• EJERCICIO PLANTEADO
¿Puedes continuar el texto sobre Tin Tan a partir de su última oración?

• FRAGMENTO DEL TEXTO

....

Tierra Adentro

Tin Tan. Sobrenombre en sordina sonora, suave. Un chasquido de saliva, un vientecillo por la nariz. Soba la lengua los adentros, acaricia los incisivos, votando sutil en el paladar dos veces seguiditas: se canta de a leve, en corto. Es un micro scat de preámbulo quedo y grossa salida. Tin Tan.

Virtuoso vocalista de exquisitud interpretativa, fenómeno social de la iconografía de la postsegundaguerra, actor actorazo de la fiesta industrial del cine mexicano, impronta cultural nomás, Germán Valdés invade la escena cual hijo desobediente de la Santa putísima mujer del puerto fundacional de nuestro cine, y fue un niño perdido a cuadro que se abrió paso en medio del incólume close up de El Indio, los yermos diálogos de Magdaleno y los milagrosos cielos de Figueroa para, entre las patas de los caballos de Negrete y toda la poética rancherista y de la Revolución mexicana, convertirse en un revoltoso rey de la comedia urbanística, esclavo y amo de un imperio cándido sólo equiparable al de Infante y al de David Silva, que coexistió con el de la crueldad citadina de Gavaldón/Revueltas/Spota, y venció por supuesto al oficialista de su predecesor Cantinflas.

TROVADOR Y FRENTE A CANTINFLAS

Como cantante, un genio único y expresivo con antecedentes en Don Tosti y Cab Calloway, ya rastreados por Manuel Márquez (documentalista de Ni muy muy, ni tan tan… Simplemente Tin Tan, 2005), debe hermanársele con el chicanísimo Lalo Guerrero.

Natural, habiendo grabado alrededor de seis álbumes (pero cantado más de doscientas canciones en sus películas y revistas musicales) sin pretender más que divertirse, ganar unos miles de pesitos, resulta que su voz autoeducada puede estar ya en la gloria de la tradición crooner. Se puede ir aclarando así, para entrar de nuevo a los terrenos de la eterna rivalidad: lo que Cantinflas al toreo bufo, Tin Tan a la cantata chusca.

....

[Registros de una fuente de datos]

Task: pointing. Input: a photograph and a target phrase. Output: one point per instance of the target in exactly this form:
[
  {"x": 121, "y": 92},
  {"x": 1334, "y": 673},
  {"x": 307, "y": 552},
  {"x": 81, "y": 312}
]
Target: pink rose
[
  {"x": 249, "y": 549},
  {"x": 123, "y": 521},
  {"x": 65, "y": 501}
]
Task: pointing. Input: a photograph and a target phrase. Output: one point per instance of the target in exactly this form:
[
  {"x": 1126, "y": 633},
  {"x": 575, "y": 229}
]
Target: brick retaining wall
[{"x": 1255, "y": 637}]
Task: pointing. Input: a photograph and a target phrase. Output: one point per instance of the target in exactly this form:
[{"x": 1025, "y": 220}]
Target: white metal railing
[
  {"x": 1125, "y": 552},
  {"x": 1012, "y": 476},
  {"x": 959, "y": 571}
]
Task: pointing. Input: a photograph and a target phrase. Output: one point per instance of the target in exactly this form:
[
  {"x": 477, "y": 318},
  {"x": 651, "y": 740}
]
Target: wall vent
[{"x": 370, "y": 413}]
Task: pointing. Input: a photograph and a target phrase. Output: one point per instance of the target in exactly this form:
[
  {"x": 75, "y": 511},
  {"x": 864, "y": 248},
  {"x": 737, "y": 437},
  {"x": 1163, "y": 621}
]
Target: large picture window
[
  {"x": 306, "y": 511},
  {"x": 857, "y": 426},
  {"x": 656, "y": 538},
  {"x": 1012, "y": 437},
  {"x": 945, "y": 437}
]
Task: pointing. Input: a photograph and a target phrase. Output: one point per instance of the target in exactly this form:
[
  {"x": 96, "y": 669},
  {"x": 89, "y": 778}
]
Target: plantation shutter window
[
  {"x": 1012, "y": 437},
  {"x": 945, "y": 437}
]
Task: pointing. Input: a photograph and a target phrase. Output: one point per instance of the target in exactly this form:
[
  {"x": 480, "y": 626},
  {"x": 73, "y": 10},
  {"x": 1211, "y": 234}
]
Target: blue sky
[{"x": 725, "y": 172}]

....

• RESPUESTA CORRECTA
Aprovecho para enfrentarlos una vez más porque ambos triunfaron en su tema, y ambos, codiciosos, pretendieron el terreno del contrario: Valdés, de pachuco él y su «cuadrilla» completa, se prestó al juego de las vaquillas, del que no salió bien librado el 31 de marzo de 1945 en una función de toreo cómico que ofrecieron él y Cantinflas, a lado de los actores Jorge Negrete y Manuel Medel para los hijos de los gendarmes de la Ciudad de México en el coso de Insurgentes; mientras que Moreno, hacia 1983, tuvo las agallas de grabar un álbum completo «con canciones muy bonitas dirigidas a los niños pero para que las entiendan los grandes», según él mismo sermonea en el comercial que hizo para la televisión promocionando su inusitado experimento sonoro Cantinflas con los niños del mundo, que acabaría retirando del mercado por cuenta propia.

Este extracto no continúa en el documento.